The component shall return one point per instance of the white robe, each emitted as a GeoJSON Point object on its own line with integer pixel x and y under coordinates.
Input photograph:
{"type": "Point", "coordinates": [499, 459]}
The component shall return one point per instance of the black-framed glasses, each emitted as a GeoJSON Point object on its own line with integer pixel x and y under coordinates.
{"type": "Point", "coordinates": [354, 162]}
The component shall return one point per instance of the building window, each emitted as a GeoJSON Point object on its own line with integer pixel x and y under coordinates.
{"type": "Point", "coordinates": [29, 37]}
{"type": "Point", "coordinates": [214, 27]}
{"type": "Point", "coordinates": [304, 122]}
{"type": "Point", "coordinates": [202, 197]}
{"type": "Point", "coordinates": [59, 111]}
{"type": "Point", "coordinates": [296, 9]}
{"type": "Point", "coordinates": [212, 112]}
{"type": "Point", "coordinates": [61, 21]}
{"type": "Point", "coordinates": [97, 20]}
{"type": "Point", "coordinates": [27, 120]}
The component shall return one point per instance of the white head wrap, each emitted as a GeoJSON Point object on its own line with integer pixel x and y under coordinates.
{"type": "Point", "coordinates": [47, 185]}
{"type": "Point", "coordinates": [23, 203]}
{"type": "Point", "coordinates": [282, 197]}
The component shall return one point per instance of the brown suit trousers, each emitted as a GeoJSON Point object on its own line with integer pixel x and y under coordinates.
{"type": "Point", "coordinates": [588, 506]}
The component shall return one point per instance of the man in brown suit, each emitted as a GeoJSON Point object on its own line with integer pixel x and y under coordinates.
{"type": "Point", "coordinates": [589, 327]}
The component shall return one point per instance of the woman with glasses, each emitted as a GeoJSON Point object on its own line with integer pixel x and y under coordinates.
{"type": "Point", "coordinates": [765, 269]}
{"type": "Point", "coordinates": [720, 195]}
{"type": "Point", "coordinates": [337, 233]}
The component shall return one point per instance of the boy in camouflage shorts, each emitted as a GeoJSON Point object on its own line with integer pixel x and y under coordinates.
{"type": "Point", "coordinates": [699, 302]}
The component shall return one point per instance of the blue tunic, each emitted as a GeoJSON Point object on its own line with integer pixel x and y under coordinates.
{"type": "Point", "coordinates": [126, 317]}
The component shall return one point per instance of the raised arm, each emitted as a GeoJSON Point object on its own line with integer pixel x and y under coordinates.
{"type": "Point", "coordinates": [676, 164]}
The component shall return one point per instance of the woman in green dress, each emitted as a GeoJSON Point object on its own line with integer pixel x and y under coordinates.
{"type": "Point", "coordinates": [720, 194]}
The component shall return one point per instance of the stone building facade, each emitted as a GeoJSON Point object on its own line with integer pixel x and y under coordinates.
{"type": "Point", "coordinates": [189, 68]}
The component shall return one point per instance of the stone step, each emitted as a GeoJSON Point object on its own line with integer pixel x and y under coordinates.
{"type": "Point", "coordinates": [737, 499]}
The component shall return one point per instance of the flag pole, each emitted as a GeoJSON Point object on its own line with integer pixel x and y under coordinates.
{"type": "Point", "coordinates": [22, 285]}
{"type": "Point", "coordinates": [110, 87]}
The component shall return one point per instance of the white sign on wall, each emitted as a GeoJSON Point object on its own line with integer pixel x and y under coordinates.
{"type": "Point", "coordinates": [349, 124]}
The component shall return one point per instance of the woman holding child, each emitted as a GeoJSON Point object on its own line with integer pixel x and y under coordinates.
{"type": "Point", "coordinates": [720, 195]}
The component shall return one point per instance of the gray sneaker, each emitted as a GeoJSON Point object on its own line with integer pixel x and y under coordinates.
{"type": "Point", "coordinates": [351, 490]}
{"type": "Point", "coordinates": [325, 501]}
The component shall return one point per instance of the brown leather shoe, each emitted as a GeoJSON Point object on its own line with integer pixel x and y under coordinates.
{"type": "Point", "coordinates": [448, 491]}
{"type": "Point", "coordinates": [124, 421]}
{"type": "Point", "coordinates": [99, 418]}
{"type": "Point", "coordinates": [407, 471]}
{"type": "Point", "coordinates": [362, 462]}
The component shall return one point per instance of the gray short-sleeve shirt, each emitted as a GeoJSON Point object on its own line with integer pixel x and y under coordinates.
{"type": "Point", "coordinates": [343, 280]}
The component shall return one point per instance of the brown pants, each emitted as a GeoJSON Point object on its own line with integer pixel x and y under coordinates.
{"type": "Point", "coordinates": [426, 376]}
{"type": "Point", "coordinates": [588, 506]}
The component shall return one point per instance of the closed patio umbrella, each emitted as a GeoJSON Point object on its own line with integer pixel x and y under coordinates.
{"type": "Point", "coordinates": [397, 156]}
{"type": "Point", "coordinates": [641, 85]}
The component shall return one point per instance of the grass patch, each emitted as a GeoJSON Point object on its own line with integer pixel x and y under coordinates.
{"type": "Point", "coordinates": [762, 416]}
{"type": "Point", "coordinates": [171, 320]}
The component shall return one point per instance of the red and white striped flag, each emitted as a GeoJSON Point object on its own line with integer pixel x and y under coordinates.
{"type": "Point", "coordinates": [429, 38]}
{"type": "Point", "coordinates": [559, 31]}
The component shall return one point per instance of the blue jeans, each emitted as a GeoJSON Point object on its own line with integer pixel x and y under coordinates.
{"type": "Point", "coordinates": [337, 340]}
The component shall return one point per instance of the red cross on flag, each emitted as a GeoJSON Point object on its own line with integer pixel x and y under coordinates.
○ ○ ○ ○
- _WHAT YOU WILL DO_
Output the records verbatim, from the first line to the last.

- _EXERCISE ANSWER_
The component shall return one point per instance of the white robe, each emitted as a GeoJSON Point object on its own line with integer pixel x and y under coordinates.
Input photograph:
{"type": "Point", "coordinates": [499, 459]}
The component shall return one point per instance of the black-framed glasses, each emitted as a GeoJSON Point object on its own line with integer pixel x and y under coordinates.
{"type": "Point", "coordinates": [354, 162]}
The component shall return one point per instance of the building window, each emitted as a GeoJSON Point object on its own line with integer pixel x and y under coordinates.
{"type": "Point", "coordinates": [29, 37]}
{"type": "Point", "coordinates": [214, 27]}
{"type": "Point", "coordinates": [304, 122]}
{"type": "Point", "coordinates": [202, 197]}
{"type": "Point", "coordinates": [59, 111]}
{"type": "Point", "coordinates": [296, 9]}
{"type": "Point", "coordinates": [212, 112]}
{"type": "Point", "coordinates": [61, 21]}
{"type": "Point", "coordinates": [97, 20]}
{"type": "Point", "coordinates": [27, 120]}
The component shall return one point per instance of the white head wrap, each emitted as a GeoJSON Point object on its own line with integer pixel x and y under coordinates.
{"type": "Point", "coordinates": [47, 185]}
{"type": "Point", "coordinates": [23, 203]}
{"type": "Point", "coordinates": [282, 197]}
The component shall return one point per instance of the brown suit trousers, each emitted as a GeoJSON Point object on its own line with integer pixel x and y under coordinates.
{"type": "Point", "coordinates": [588, 506]}
The component shall return one point per instance of the man in brown suit, each emitted as a GeoJSON Point object on its own line with integer pixel x and y under coordinates.
{"type": "Point", "coordinates": [589, 327]}
The component shall return one point per instance of the woman with glasses, each emitted as a GeoJSON Point object on its own line with integer pixel x and y under coordinates.
{"type": "Point", "coordinates": [765, 269]}
{"type": "Point", "coordinates": [720, 195]}
{"type": "Point", "coordinates": [337, 233]}
The component shall return one point per instance of the boy in camouflage shorts, each emitted as a GeoJSON Point object on its own line with integer pixel x and y under coordinates.
{"type": "Point", "coordinates": [699, 302]}
The component shall return one point per instance of the blue tunic, each emitted as a GeoJSON Point object on its own line with integer pixel x and y under coordinates.
{"type": "Point", "coordinates": [126, 317]}
The component shall return one point per instance of the raised arm, each emitted as a GeoJSON Point object on its own line with integer pixel x and y under coordinates.
{"type": "Point", "coordinates": [676, 164]}
The component shall return one point per instance of the woman in green dress, each emitted as a GeoJSON Point object on its own line with integer pixel x and y under coordinates.
{"type": "Point", "coordinates": [720, 194]}
The component shall return one point per instance of the stone building facade, each emitted as a GeoJSON Point object on its own line with integer pixel x and y under coordinates.
{"type": "Point", "coordinates": [189, 68]}
The component shall return one point per instance of the stone step, each emitted as a GeoJSON Point object on its own line with integer pixel x and y under coordinates.
{"type": "Point", "coordinates": [737, 499]}
The component shall return one point per instance of the flag pole, each emitted as a GeoJSON Point object on its own line with integer pixel x and y under coordinates.
{"type": "Point", "coordinates": [22, 285]}
{"type": "Point", "coordinates": [110, 87]}
The component shall return one point per instance of the white sign on wall, each emitted as a GeoJSON Point object on its own line with integer pixel x and y under coordinates.
{"type": "Point", "coordinates": [349, 124]}
The component shall return one point per instance of the woman holding child, each emitted as a GeoJSON Point object on its own line with integer pixel x and y under coordinates.
{"type": "Point", "coordinates": [720, 195]}
The component shall return one point per instance of the gray sneaker, each emitted as a GeoJSON Point object on its own line with integer pixel x and y under coordinates.
{"type": "Point", "coordinates": [351, 490]}
{"type": "Point", "coordinates": [325, 501]}
The component shall return one point per instance of the brown leather shoe, each emitted as a GeoJSON Point object on its own line with integer pixel x and y under coordinates.
{"type": "Point", "coordinates": [448, 491]}
{"type": "Point", "coordinates": [124, 421]}
{"type": "Point", "coordinates": [99, 418]}
{"type": "Point", "coordinates": [407, 471]}
{"type": "Point", "coordinates": [362, 462]}
The component shall return one point per instance of the gray short-sleeve shirt, each emitted as a GeoJSON Point object on its own line with integer pixel x and y under coordinates.
{"type": "Point", "coordinates": [343, 280]}
The component shall return one point per instance of the brown pants, each emitted as a GeoJSON Point object on its own line with integer pixel x and y under coordinates.
{"type": "Point", "coordinates": [426, 376]}
{"type": "Point", "coordinates": [588, 506]}
The component shall return one point per instance of the closed patio umbrella, each emitted as a GeoJSON Point object on its own line with integer pixel x and y under coordinates.
{"type": "Point", "coordinates": [397, 156]}
{"type": "Point", "coordinates": [641, 85]}
The component shall return one point per instance of the grass patch, each emitted as a GeoJSON Point object on its own line with integer pixel x and y under coordinates.
{"type": "Point", "coordinates": [762, 416]}
{"type": "Point", "coordinates": [171, 320]}
The component shall return one point per instance of the red and white striped flag, each emitted as a GeoJSON Point object on its own line with integer pixel x and y under coordinates.
{"type": "Point", "coordinates": [429, 38]}
{"type": "Point", "coordinates": [559, 31]}
The component shall return one point per instance of the blue jeans, each emitted as a GeoJSON Point object on its own line with integer pixel x and y under coordinates.
{"type": "Point", "coordinates": [337, 340]}
The component shall return one point per instance of the red cross on flag, each emitted as a GeoJSON Point object on its own line with integer pixel x and y under coordinates.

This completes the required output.